• **文書の抜粋**:
━━━━

TBSの報道&情報番組『ブロードキャスター』で、北朝鮮のアニメ産業が取り上げられていました。韓国のアニメ会社が日本の下請けで頑張っている話はよく聞きますが、38度線を越えたかの地のアニメ産業の話というのは珍しく、しかも日本製のアニメに関わっていたことにも触れたのですから驚きでした。噂レベルでは聞いたことはありましたが、まさか関係者のコメントで裏が取れるとは……。今回はそんな刺激的な番組の内容をご紹介してみようと思います。




■『ブロードキャスター』(TBS)

メインキャスター:福留功男 、久保純子

放送日時:2007年12月22日(土)22時~23時24分

※数ある話題の中の1ネタとして放送。

━━━━

• **解く問題**:
- 1) 文書の抜粋では、北朝鮮のアニメ産業を取り上げた『ブロードキャスター』はいつ放送されたと書かれていますか。
- 2) 北朝鮮のアニメ産業を扱ったテレビ番組についての文書の抜粋を、最後の行の続きから書き進めてください。

• **表示された情報**:
━━━━

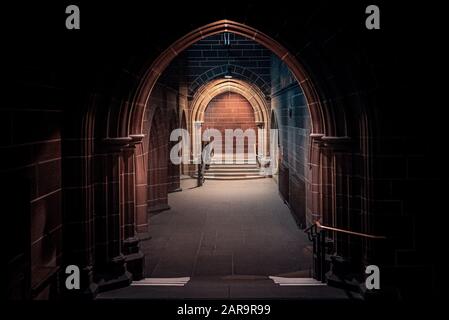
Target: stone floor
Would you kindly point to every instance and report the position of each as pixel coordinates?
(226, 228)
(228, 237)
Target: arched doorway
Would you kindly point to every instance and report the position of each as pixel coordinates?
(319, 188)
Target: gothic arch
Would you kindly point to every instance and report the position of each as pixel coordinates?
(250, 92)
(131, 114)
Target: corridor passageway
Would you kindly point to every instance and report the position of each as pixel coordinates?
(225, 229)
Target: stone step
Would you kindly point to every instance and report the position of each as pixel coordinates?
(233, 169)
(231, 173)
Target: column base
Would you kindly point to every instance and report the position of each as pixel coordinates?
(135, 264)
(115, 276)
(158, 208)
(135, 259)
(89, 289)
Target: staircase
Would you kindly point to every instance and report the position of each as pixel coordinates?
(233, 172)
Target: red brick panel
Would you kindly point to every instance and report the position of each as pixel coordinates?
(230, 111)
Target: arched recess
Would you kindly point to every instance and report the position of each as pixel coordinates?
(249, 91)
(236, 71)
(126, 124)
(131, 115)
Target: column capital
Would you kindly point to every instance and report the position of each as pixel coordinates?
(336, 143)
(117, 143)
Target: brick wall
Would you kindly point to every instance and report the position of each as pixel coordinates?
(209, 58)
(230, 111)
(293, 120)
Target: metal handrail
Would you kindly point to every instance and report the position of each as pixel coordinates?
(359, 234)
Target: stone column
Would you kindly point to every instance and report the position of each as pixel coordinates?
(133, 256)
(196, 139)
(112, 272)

━━━━

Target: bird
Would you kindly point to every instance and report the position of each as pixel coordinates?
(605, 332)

━━━━

• **答え**:
- 1) 2007年12月22日(土)22時~23時24分です。

- 2)
「南では新大統領が誕生。一方の北では新しい外貨獲得作戦です」という久保純子さんの前フリ後、画面は平壌市郊外にある「朝鮮芸術映画撮影所」の様子を映し出します。映画マニアの金正日が作らせたこの常設オープンセットの大きさは100万平方メートル(東京ドーム約21個分の広さに相当する模様)。10年ほど前ここに招かれ、日朝合作映画『高麗女人拳士』の総製作を担当した小林正夫氏が証言者として登場。小林氏は、当時北朝鮮のアニメ制作者から「我々(北朝鮮)は日本のアニメを手がけたこともある」という話を聞きます。



そして小林氏は「まぎれもなく持ってきたセル画がですね、『○○○』(日本アニメ)の一部だったわけです。これはもう腰を抜かしましたよね」と、当時を振り返ります。作品名も語っていたようですが、その時の口元にはモザイクがかかり、音声も編集されていたので詳細は不明となっていました。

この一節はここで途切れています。